What to work on: Copy out again, unchanged, the listing below from the line that has "Form = pixel coordinates such as (65,119)" through the line that has "Form = pixel coordinates such as (61,32)".

Input material:
* * * * * * * * *

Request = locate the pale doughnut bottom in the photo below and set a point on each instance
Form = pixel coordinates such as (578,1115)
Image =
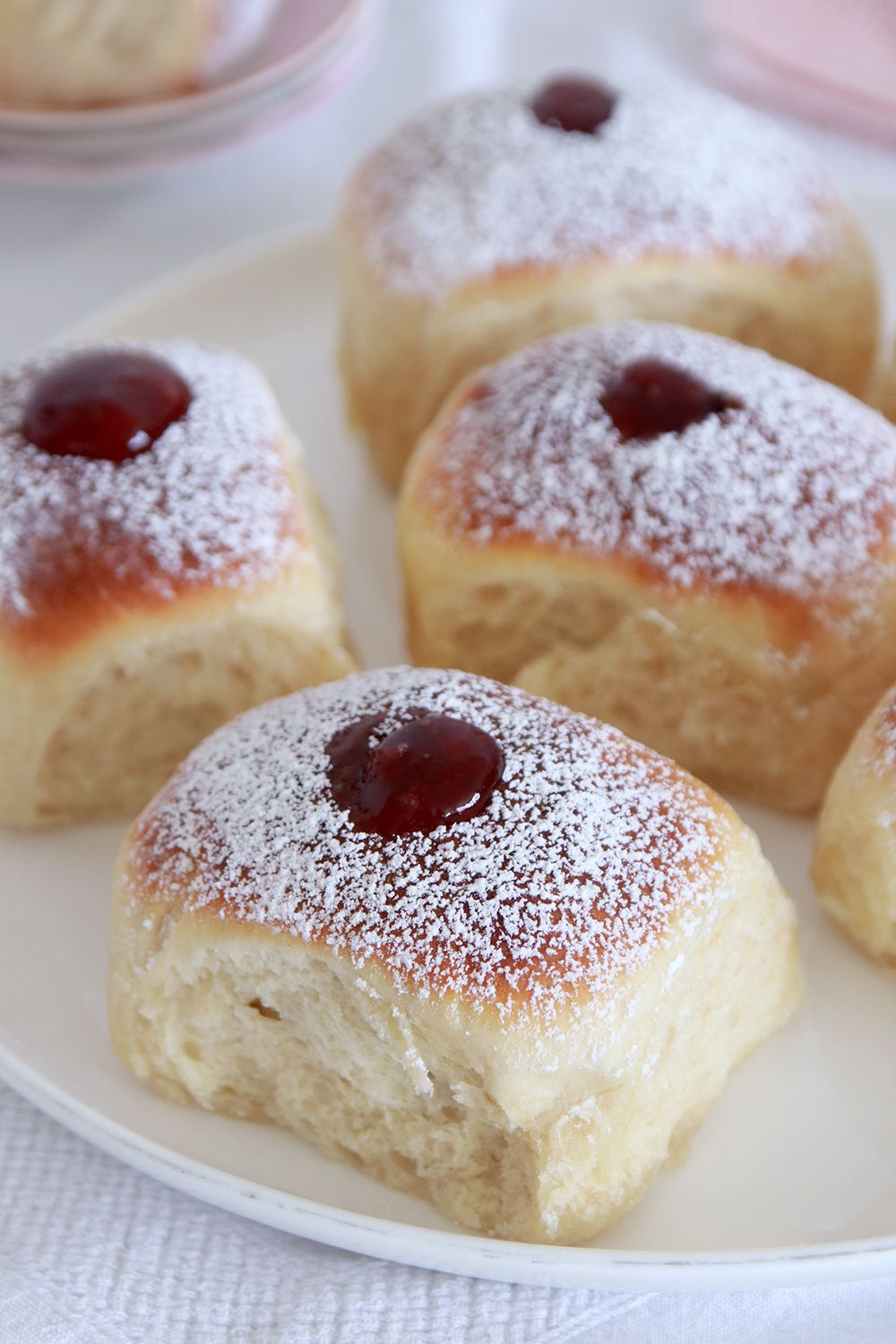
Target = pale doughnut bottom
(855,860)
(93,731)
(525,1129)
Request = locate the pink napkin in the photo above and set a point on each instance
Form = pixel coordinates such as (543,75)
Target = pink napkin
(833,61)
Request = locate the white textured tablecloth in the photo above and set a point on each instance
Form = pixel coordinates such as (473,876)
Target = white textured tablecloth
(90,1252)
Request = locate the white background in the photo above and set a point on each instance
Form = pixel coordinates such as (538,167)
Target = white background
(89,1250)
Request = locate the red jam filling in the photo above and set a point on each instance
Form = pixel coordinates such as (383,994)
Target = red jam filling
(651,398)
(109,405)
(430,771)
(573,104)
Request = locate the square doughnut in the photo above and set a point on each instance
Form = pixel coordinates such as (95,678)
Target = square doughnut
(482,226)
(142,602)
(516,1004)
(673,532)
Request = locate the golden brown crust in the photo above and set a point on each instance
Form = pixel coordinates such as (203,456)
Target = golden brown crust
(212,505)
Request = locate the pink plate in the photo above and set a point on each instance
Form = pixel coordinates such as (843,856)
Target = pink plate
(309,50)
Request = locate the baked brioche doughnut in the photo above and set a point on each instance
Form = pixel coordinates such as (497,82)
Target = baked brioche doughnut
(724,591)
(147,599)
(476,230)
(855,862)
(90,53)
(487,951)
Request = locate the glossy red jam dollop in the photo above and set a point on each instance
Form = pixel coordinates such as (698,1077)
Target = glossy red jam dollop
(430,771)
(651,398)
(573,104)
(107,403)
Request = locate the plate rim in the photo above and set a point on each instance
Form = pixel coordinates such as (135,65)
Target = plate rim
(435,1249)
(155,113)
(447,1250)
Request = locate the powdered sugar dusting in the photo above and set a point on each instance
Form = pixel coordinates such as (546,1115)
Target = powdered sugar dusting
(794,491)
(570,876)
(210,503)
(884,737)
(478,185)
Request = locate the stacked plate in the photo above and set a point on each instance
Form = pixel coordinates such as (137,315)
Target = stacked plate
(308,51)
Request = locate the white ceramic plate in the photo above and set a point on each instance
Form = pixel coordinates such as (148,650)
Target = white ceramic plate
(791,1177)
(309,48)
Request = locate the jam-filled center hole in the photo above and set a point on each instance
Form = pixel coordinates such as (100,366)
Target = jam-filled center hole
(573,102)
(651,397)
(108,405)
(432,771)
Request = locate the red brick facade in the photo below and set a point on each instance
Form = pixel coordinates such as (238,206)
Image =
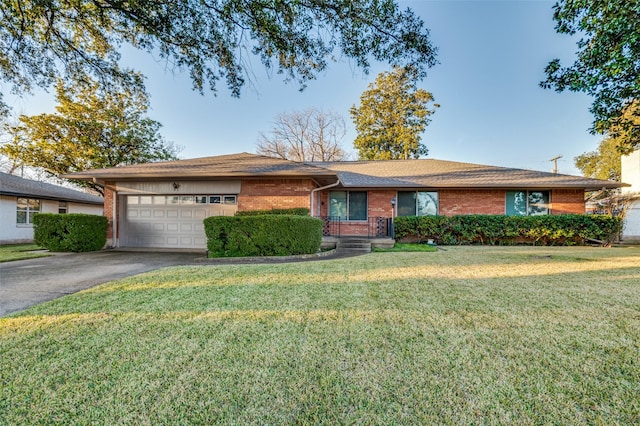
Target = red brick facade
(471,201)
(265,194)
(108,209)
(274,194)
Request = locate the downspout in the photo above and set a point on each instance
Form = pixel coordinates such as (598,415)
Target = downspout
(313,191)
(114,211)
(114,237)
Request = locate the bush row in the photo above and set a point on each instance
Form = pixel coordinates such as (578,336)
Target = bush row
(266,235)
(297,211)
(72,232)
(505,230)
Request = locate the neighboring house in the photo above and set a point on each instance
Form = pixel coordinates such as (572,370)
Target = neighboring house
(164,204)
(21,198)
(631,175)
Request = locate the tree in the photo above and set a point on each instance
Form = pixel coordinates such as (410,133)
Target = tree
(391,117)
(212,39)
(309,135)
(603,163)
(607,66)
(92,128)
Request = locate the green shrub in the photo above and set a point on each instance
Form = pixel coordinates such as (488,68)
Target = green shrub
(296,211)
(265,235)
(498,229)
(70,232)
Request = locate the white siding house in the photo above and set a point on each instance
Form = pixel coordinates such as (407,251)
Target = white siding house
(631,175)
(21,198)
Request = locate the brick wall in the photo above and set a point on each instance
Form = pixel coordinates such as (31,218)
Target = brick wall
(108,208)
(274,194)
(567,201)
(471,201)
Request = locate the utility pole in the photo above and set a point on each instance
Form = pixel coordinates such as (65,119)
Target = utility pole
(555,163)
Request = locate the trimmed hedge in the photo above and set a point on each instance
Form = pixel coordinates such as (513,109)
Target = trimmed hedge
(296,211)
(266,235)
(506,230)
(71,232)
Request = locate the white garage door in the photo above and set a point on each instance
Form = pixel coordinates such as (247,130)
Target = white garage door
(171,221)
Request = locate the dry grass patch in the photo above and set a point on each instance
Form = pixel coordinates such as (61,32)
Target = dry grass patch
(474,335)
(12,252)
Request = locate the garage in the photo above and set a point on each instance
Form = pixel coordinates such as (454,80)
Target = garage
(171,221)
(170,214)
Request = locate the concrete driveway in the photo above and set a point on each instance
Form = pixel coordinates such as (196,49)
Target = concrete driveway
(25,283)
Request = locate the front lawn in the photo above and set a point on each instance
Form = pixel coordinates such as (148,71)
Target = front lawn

* * * * * * * * *

Solution for this task:
Form = pixel coordinates such as (65,119)
Target = utility pole
(555,163)
Request = locate the trimmed hedge in the photo above and set a point on each instance
Form = pixel coordinates such as (513,109)
Target = trimmed hedge
(296,211)
(266,235)
(506,230)
(71,232)
Request = locate the white garage door in the photo above and set a point on each instance
Form = pixel coordinates such as (247,130)
Target = white garage door
(171,221)
Request = locate the dry grass patch in the photo above and set a point on each instance
Form = pixel coordinates such as (61,32)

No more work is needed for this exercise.